# What the exercise asks:
Reproduce every entry exactly as given.

# Referring expression grounding data:
=====

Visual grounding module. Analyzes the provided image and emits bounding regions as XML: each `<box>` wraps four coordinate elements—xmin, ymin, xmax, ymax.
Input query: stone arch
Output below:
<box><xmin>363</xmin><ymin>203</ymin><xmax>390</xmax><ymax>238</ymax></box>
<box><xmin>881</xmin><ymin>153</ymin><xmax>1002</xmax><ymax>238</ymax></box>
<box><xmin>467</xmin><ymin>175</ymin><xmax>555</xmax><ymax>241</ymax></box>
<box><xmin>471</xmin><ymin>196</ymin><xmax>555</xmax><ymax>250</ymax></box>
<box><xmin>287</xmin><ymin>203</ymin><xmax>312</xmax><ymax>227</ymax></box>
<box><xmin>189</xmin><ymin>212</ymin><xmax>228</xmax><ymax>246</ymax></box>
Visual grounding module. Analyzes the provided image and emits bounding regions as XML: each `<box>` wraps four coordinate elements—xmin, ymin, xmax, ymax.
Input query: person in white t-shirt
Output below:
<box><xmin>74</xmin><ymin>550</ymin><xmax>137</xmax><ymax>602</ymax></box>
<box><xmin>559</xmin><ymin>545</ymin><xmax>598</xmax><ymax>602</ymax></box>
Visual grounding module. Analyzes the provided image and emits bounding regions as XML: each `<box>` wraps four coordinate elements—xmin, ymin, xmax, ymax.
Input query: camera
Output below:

=====

# The completed task:
Visual grounding module. Analyzes the provided image and emits bounding regions as XML: each `<box>` wraps four coordinate elements—xmin, ymin, xmax, ymax.
Input query: stone arch
Output below:
<box><xmin>363</xmin><ymin>203</ymin><xmax>390</xmax><ymax>238</ymax></box>
<box><xmin>881</xmin><ymin>153</ymin><xmax>1002</xmax><ymax>238</ymax></box>
<box><xmin>467</xmin><ymin>175</ymin><xmax>555</xmax><ymax>241</ymax></box>
<box><xmin>471</xmin><ymin>196</ymin><xmax>555</xmax><ymax>250</ymax></box>
<box><xmin>287</xmin><ymin>203</ymin><xmax>312</xmax><ymax>227</ymax></box>
<box><xmin>189</xmin><ymin>212</ymin><xmax>228</xmax><ymax>246</ymax></box>
Visual grounding module. Analyzes the provided image and emits bounding regions as XML: each `<box>` wraps four coordinate elements—xmin, ymin, xmax, ymax.
Input query: person in white t-shirt
Output below:
<box><xmin>74</xmin><ymin>550</ymin><xmax>137</xmax><ymax>602</ymax></box>
<box><xmin>559</xmin><ymin>545</ymin><xmax>598</xmax><ymax>602</ymax></box>
Visual grounding module. Analyzes the provided image and emits bounding regions as XML: each `<box>` wraps four coordinate elements—xmin, ymin, xmax, ymax.
Input query: camera
Output below:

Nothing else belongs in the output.